Exercise task → Turn every line of the items below into a JSON list of strings, one string per line, with blank lines left out.

━━━

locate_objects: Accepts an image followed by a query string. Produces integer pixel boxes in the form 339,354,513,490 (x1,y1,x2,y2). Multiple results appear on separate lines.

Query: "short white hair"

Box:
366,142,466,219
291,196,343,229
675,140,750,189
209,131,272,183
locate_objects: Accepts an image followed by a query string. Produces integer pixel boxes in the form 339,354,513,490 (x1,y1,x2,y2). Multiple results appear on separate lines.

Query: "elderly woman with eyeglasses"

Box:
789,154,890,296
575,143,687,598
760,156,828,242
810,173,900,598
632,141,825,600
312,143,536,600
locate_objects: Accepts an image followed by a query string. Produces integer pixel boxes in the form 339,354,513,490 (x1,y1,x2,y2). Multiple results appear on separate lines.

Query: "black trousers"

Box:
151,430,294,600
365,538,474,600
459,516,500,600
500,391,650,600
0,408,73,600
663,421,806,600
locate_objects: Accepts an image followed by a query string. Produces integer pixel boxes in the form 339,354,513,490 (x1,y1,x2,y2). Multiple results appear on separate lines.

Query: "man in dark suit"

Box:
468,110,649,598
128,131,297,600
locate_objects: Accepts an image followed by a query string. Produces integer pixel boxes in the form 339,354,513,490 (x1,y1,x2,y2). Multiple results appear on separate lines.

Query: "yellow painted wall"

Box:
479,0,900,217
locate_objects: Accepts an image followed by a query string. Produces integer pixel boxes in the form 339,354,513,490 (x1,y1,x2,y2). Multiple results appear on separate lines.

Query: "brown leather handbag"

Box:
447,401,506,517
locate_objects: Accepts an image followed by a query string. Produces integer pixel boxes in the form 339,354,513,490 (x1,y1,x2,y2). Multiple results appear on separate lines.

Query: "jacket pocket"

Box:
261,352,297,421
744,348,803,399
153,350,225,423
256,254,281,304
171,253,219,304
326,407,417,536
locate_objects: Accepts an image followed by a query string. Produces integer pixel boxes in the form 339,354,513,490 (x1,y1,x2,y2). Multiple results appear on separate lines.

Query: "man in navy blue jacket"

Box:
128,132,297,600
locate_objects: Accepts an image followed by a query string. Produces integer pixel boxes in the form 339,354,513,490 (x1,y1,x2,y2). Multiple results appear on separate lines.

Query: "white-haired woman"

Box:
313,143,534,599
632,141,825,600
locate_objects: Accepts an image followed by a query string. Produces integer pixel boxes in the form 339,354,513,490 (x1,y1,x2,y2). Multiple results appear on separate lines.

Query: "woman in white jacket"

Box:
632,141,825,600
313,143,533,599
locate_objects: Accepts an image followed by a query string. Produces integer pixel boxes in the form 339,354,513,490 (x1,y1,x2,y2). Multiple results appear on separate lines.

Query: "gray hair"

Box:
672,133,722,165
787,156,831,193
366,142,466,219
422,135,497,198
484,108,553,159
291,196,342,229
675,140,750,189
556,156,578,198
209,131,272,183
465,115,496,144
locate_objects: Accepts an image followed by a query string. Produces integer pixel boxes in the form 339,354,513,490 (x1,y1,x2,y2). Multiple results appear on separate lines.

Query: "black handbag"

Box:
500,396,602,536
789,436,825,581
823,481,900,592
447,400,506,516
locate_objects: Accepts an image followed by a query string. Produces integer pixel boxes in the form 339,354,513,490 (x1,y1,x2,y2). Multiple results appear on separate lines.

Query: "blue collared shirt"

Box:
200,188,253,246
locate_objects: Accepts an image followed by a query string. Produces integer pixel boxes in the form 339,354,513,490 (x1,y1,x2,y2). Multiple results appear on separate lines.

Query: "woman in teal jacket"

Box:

━━━

Exercise response →
[
  "locate_objects: Accepts an image followed by a query string. Produces integer pixel boxes in the form 339,354,513,490 (x1,y1,x2,y2). Multiple results appear on separate lines.",
  "Query: \"short white hair\"",
  "Box:",
  "366,142,466,219",
  "291,196,343,229",
  "675,140,750,189",
  "209,131,272,183",
  "locate_objects: Accepts an image followed by a query string. Produces integer pixel boxes in the form 339,354,513,490 (x1,y1,x2,y2). Multiple results appear on separate lines.",
  "Query: \"elderly woman with eyeglasses\"",
  "Box:",
  "789,154,890,296",
  "575,143,687,598",
  "760,156,828,242",
  "810,173,900,598",
  "632,141,825,600",
  "312,143,536,600",
  "locate_objects: Accepts an image followed by a query string. Produces integer pixel boxes in the form 339,354,513,490 (x1,y1,x2,y2). Multiple results appear on separate lines.",
  "Query: \"black trousers\"",
  "Box:",
  "151,430,294,600",
  "365,538,474,600",
  "459,516,500,600",
  "500,391,650,600",
  "0,408,73,600",
  "663,421,806,600",
  "locate_objects: Accepts an image followed by a query string. Produces integer pixel boxes in the form 339,354,513,490 (x1,y1,x2,y2). Multiple results appear on separate lines.",
  "Query: \"man in dark suit\"",
  "Box:",
  "468,110,649,598",
  "128,131,297,600",
  "locate_objects: Accepts an image followed by a query string. Produces integer pixel boxes in the form 339,354,513,490 (x1,y1,x2,y2). Multiple results appear on separate lines.",
  "Query: \"yellow painted wall\"",
  "Box:",
  "479,0,900,217",
  "locate_objects: Accepts an image followed by a query string. Produces integer pixel boxes in the form 339,354,513,490 (x1,y1,x2,y2). Multiple results appear on separate lines.",
  "Query: \"brown leather handbag\"",
  "Box:",
  "447,401,506,517",
  "locate_objects: Accepts an image followed by a query string. Produces integer pixel boxes in the form 339,354,513,490 (x1,y1,x2,y2). Multiple results appear on separate lines.",
  "Query: \"jacket pocket\"",
  "Box:",
  "261,352,297,421",
  "744,348,803,399",
  "153,350,225,423",
  "256,254,281,304",
  "171,253,219,304",
  "326,407,417,536",
  "locate_objects: Accepts an image followed by a query string. Produces integer pixel boxes in the form 339,354,513,490 (x1,y1,x2,y2). Multiple results appear on separate lines.",
  "Query: \"man in navy blue jacket\"",
  "Box:",
  "128,132,297,600",
  "locate_objects: Accepts an image followed by a query string. Produces integer pixel boxes in the form 339,354,513,490 (x1,y1,x2,y2). Multiple results appear on separate lines.",
  "Query: \"white-haired woman\"",
  "Box:",
  "313,143,534,599",
  "632,141,825,600",
  "locate_objects: Accepts an image followed by a query string. Produces integer pixel boxes in the form 339,354,513,490 (x1,y1,x2,y2). Multiple results appear on separate lines.",
  "Query: \"woman in white jacket\"",
  "Box:",
  "632,141,825,600",
  "313,143,533,599",
  "locate_objects: Accepts an image followed by a query string. Produces integer pixel boxes in the form 339,354,513,490 (x1,y1,x2,y2). Multiple results appear on separate lines.",
  "Query: \"gray hair\"",
  "Box:",
  "672,133,722,165",
  "787,156,831,193",
  "366,142,466,219",
  "422,135,497,198",
  "484,108,553,159",
  "291,196,342,229",
  "675,140,750,189",
  "556,156,578,198",
  "209,131,272,183",
  "465,115,496,144",
  "locate_objects: Accepts an image followed by a query string. Produces integer pixel boxes in the form 339,354,513,490 (x1,y1,x2,y2). Multiple results appear on separate lines.",
  "Query: \"black handbag\"",
  "Box:",
  "500,396,602,536",
  "789,436,825,581",
  "823,481,900,592",
  "447,400,506,516",
  "locate_objects: Accepts an image followed by a query string. Produces integer pixel boxes in the form 339,354,513,490 (x1,y1,x2,y2). Multiple results appear on separate lines.",
  "Query: \"blue collared shirt\"",
  "Box:",
  "200,188,253,246",
  "locate_objects: Accepts an image followed by a query string. Produces integer pixel boxes in the form 339,354,513,490 (x1,y1,x2,y2). Multiple results appear on separate lines.",
  "Query: \"woman in teal jacket\"",
  "Box:"
]